[Extracted data entries]
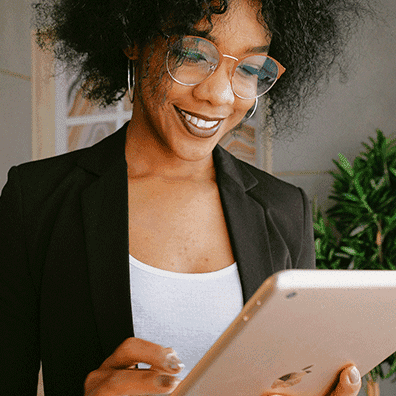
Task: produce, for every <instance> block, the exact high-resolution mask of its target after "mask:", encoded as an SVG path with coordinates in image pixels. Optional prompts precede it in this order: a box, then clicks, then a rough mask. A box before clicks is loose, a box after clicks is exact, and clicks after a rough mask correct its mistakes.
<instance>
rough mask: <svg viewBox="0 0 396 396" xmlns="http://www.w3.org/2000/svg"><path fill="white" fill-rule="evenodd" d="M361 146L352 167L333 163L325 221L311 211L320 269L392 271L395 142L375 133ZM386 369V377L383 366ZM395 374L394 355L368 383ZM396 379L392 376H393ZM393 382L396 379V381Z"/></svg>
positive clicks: (343, 155)
mask: <svg viewBox="0 0 396 396" xmlns="http://www.w3.org/2000/svg"><path fill="white" fill-rule="evenodd" d="M369 139H370V142H371V144H366V143H362V144H363V146H364V147H365V148H366V151H364V152H361V153H360V155H359V156H357V157H356V159H355V160H354V162H353V164H351V163H350V162H349V161H348V160H347V159H346V157H345V156H344V155H342V154H339V155H338V156H339V161H335V160H333V162H334V164H335V165H336V166H337V168H338V172H331V175H332V176H333V177H334V183H333V190H332V193H331V195H330V196H329V198H331V199H332V200H334V201H335V204H334V205H333V206H332V207H331V208H330V209H329V210H328V211H327V219H325V217H324V216H323V214H322V212H321V211H320V210H319V209H318V208H317V205H316V204H315V205H314V234H315V250H316V260H317V266H318V268H327V269H376V270H378V269H380V270H382V269H383V270H394V269H396V243H395V241H396V139H387V138H385V136H384V135H383V133H382V132H381V131H380V130H377V139H376V140H374V139H373V138H369ZM385 362H386V363H388V364H389V365H390V369H389V370H387V372H385V370H384V366H383V363H385ZM395 373H396V353H394V354H393V355H391V356H390V357H389V358H388V359H386V360H385V361H384V362H382V363H381V364H380V365H378V366H377V367H375V368H374V369H373V370H372V371H371V372H370V374H369V378H368V379H369V380H371V379H372V380H374V381H376V379H377V378H378V377H381V378H383V379H384V378H390V377H392V376H394V374H395ZM395 377H396V376H395ZM395 380H396V378H395Z"/></svg>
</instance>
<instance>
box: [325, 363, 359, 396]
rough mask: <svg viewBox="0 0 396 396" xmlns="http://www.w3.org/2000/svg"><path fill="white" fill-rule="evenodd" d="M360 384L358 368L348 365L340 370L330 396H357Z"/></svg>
mask: <svg viewBox="0 0 396 396" xmlns="http://www.w3.org/2000/svg"><path fill="white" fill-rule="evenodd" d="M361 385H362V381H361V378H360V373H359V370H358V369H357V368H356V367H355V366H349V367H347V368H345V369H344V370H342V371H341V374H340V379H339V381H338V384H337V387H336V388H335V389H334V390H333V392H331V393H330V396H357V394H358V393H359V390H360V387H361Z"/></svg>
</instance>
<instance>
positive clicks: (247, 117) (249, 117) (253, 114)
mask: <svg viewBox="0 0 396 396" xmlns="http://www.w3.org/2000/svg"><path fill="white" fill-rule="evenodd" d="M257 105H258V98H256V103H255V104H254V109H253V111H252V112H251V113H250V114H249V116H247V117H246V116H245V119H244V120H243V122H246V121H247V120H250V119H251V118H252V117H253V115H254V113H255V112H256V110H257Z"/></svg>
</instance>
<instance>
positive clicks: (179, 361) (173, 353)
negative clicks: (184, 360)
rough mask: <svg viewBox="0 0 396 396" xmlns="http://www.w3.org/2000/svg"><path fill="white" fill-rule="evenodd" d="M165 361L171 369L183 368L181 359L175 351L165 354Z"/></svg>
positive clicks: (182, 368)
mask: <svg viewBox="0 0 396 396" xmlns="http://www.w3.org/2000/svg"><path fill="white" fill-rule="evenodd" d="M166 361H167V364H168V367H169V368H170V369H172V370H177V369H179V368H181V369H184V367H185V366H184V364H183V363H182V362H181V360H180V359H179V358H178V356H177V354H176V352H171V353H168V354H167V355H166Z"/></svg>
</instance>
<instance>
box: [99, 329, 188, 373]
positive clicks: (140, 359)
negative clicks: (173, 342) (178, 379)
mask: <svg viewBox="0 0 396 396" xmlns="http://www.w3.org/2000/svg"><path fill="white" fill-rule="evenodd" d="M137 363H147V364H150V365H151V366H152V369H153V370H157V371H165V372H170V373H172V374H173V373H178V372H179V371H181V370H182V369H183V368H184V365H183V364H182V362H181V361H180V359H179V358H178V356H177V354H176V352H175V351H174V350H173V349H172V348H164V347H162V346H161V345H158V344H154V343H152V342H149V341H146V340H142V339H140V338H135V337H130V338H127V339H126V340H125V341H124V342H123V343H122V344H121V345H120V346H119V347H118V348H117V349H116V350H115V351H114V353H113V354H112V355H111V356H109V357H108V358H107V359H106V360H105V361H104V362H103V364H102V365H101V367H100V368H101V369H105V370H106V369H117V370H122V369H128V368H131V367H132V366H134V365H136V364H137Z"/></svg>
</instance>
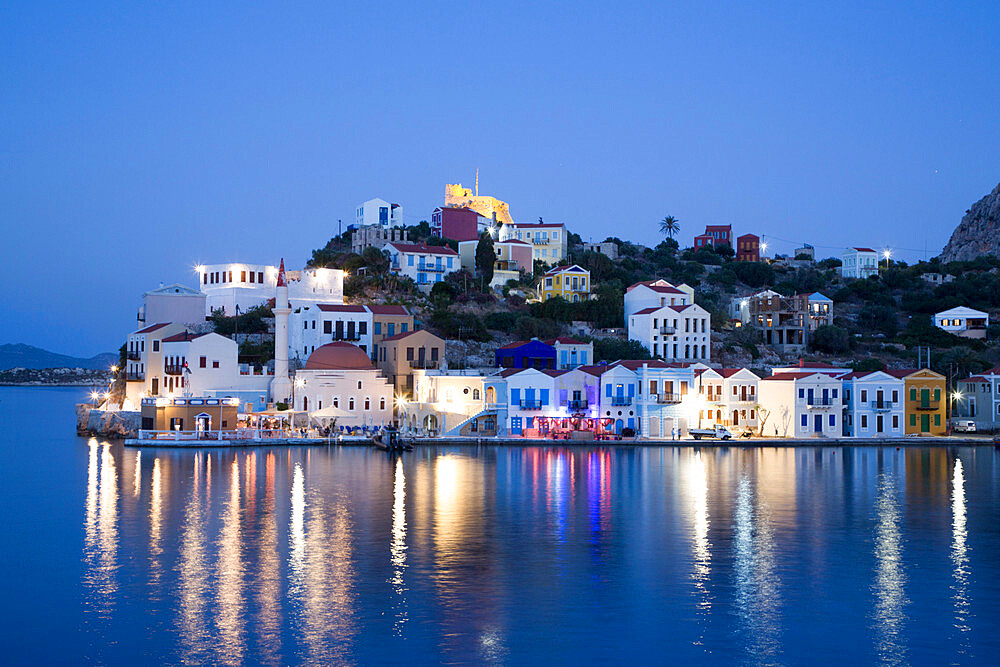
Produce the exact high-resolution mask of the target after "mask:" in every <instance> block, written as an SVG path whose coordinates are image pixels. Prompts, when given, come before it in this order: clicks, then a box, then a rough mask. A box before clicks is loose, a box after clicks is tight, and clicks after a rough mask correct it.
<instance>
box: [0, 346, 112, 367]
mask: <svg viewBox="0 0 1000 667" xmlns="http://www.w3.org/2000/svg"><path fill="white" fill-rule="evenodd" d="M117 363H118V355H117V354H114V353H112V352H105V353H103V354H98V355H96V356H93V357H90V358H89V359H82V358H80V357H71V356H69V355H66V354H57V353H55V352H49V351H48V350H43V349H42V348H40V347H34V346H32V345H25V344H23V343H7V344H4V345H0V370H7V369H8V368H91V369H95V370H103V369H106V368H110V367H111V366H112V365H113V364H117Z"/></svg>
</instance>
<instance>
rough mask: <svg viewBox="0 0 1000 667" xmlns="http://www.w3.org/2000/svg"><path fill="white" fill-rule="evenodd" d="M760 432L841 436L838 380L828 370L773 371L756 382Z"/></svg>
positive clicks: (786, 437) (839, 400)
mask: <svg viewBox="0 0 1000 667" xmlns="http://www.w3.org/2000/svg"><path fill="white" fill-rule="evenodd" d="M757 392H758V394H759V401H758V402H759V404H760V406H761V414H760V415H759V418H760V419H761V422H762V433H763V435H774V436H777V437H782V438H789V437H791V438H808V437H825V438H836V437H839V436H840V435H841V428H842V427H841V419H842V414H841V412H842V408H843V402H842V398H841V395H840V392H841V381H840V379H839V378H838V377H835V376H834V375H831V374H828V373H818V372H809V371H804V372H796V373H776V374H775V375H771V376H770V377H766V378H762V379H761V380H760V382H759V383H758V385H757Z"/></svg>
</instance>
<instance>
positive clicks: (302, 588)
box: [0, 389, 1000, 664]
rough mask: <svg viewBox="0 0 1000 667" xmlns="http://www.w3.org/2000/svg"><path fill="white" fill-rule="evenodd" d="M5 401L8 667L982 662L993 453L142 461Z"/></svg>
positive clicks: (996, 624)
mask: <svg viewBox="0 0 1000 667" xmlns="http://www.w3.org/2000/svg"><path fill="white" fill-rule="evenodd" d="M83 394H84V392H83V391H82V390H79V389H0V424H2V426H3V429H4V430H3V436H2V437H3V439H4V441H5V447H4V451H3V460H4V466H3V470H4V473H5V475H4V480H3V483H2V484H0V489H2V490H0V493H2V499H3V512H2V515H0V516H2V518H0V521H2V522H3V525H2V531H0V535H3V542H2V549H0V566H2V571H3V572H5V573H6V574H5V575H4V576H3V577H2V578H0V582H2V584H0V585H2V597H0V604H2V606H3V608H2V617H3V619H4V620H3V623H2V625H0V640H2V642H3V646H4V649H5V656H6V660H5V662H8V664H10V663H46V664H49V663H54V662H59V663H66V662H83V661H87V662H91V661H99V662H104V663H117V664H123V663H135V662H136V661H143V662H154V661H155V662H156V663H168V664H178V663H187V664H191V663H194V664H204V663H251V664H279V663H285V664H287V663H373V662H398V663H402V662H405V663H408V664H420V663H434V662H442V661H444V662H500V663H513V662H527V661H531V662H542V661H552V662H558V663H573V662H575V663H594V662H612V663H626V662H634V661H640V660H641V661H643V662H653V661H655V662H678V663H686V662H692V661H701V662H710V663H719V664H734V663H743V664H770V663H779V664H802V663H805V662H815V663H821V664H822V663H828V662H843V663H847V664H850V663H857V662H862V663H872V662H878V663H891V664H904V663H915V664H947V663H957V664H967V663H968V664H972V663H988V662H995V661H997V660H998V655H1000V639H998V637H997V621H998V620H1000V526H998V521H997V518H998V509H1000V480H998V473H1000V456H998V454H997V452H996V451H994V450H993V449H992V448H981V449H972V448H946V447H941V448H923V447H920V448H917V447H914V448H904V449H903V450H896V448H895V447H887V448H878V447H859V448H837V447H830V448H821V447H816V448H801V449H792V448H788V449H784V448H749V447H748V448H739V447H728V448H712V447H703V448H692V447H662V448H659V447H657V448H635V447H575V448H568V447H554V448H549V449H540V448H519V447H483V448H472V447H432V448H424V449H420V450H419V451H415V452H412V453H408V454H404V455H403V456H402V457H391V456H388V455H386V454H384V453H381V452H376V451H373V450H370V449H362V448H338V447H329V448H328V447H311V448H281V447H278V448H266V447H262V448H258V449H232V450H201V451H178V450H170V449H161V450H142V451H140V450H136V449H130V448H125V447H123V446H121V445H119V444H109V443H107V442H104V441H102V440H99V439H88V438H79V437H77V436H76V435H75V434H74V429H73V426H74V421H73V412H72V406H73V403H74V402H76V401H78V400H80V398H81V396H82V395H83Z"/></svg>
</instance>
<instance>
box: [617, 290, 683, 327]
mask: <svg viewBox="0 0 1000 667" xmlns="http://www.w3.org/2000/svg"><path fill="white" fill-rule="evenodd" d="M691 303H694V289H693V288H692V287H690V286H689V285H685V284H683V283H681V284H680V285H671V284H670V283H668V282H667V281H666V280H663V279H660V280H647V281H646V282H641V283H636V284H634V285H632V286H630V287H629V288H628V289H627V290H625V322H626V324H627V323H628V319H629V317H631V316H632V315H634V314H635V313H637V312H639V311H640V310H643V309H646V308H660V307H661V306H685V305H688V304H691Z"/></svg>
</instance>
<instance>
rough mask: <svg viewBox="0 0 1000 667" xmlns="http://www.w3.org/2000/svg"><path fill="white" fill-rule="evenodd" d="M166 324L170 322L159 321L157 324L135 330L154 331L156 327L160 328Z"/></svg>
mask: <svg viewBox="0 0 1000 667" xmlns="http://www.w3.org/2000/svg"><path fill="white" fill-rule="evenodd" d="M168 324H170V322H160V323H159V324H151V325H149V326H148V327H146V328H145V329H139V330H138V331H136V333H150V332H152V331H156V330H157V329H162V328H163V327H165V326H167V325H168Z"/></svg>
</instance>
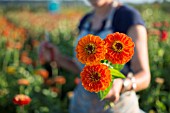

JOB ITEM ▸ Edit the lines starting at the one that has "401L8 667L982 662L993" and ending with the one that has "positive clicks: (996, 624)", swapping "rough mask" for "coarse mask" and changing nothing else. Return only those lines.

WRITTEN RESPONSE ▸
coarse mask: <svg viewBox="0 0 1000 667" xmlns="http://www.w3.org/2000/svg"><path fill="white" fill-rule="evenodd" d="M5 401L8 667L982 662L993 453L142 461Z"/></svg>
positive clicks: (996, 624)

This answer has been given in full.